#### Requirement:
Retype the following records line for line without any changes, and leave the pictures out of your answer.

(Stored data entries)
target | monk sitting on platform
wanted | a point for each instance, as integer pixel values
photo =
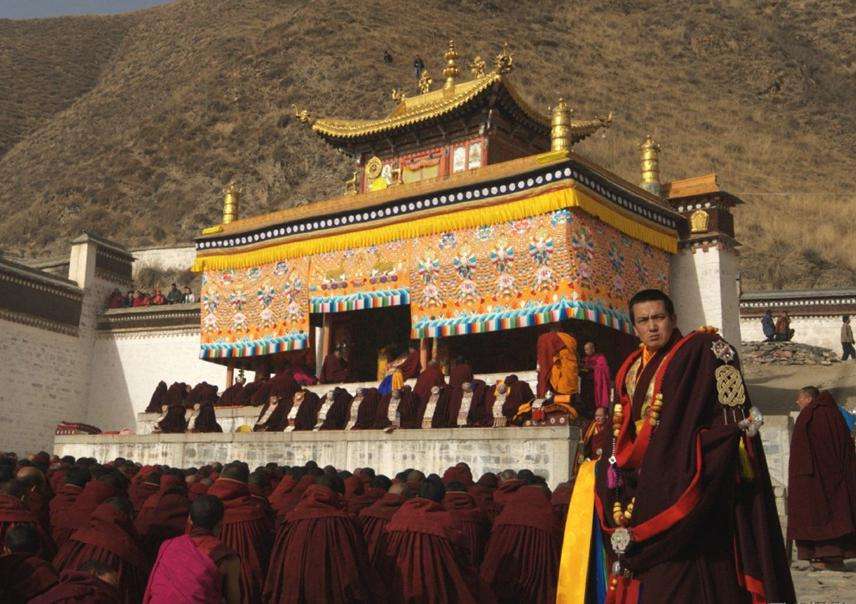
(23, 573)
(245, 527)
(317, 535)
(197, 567)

#### Answer to this problem:
target | monk sitting on platform
wanted | a point for each instance, as integer pixel values
photo =
(23, 573)
(245, 527)
(317, 535)
(197, 567)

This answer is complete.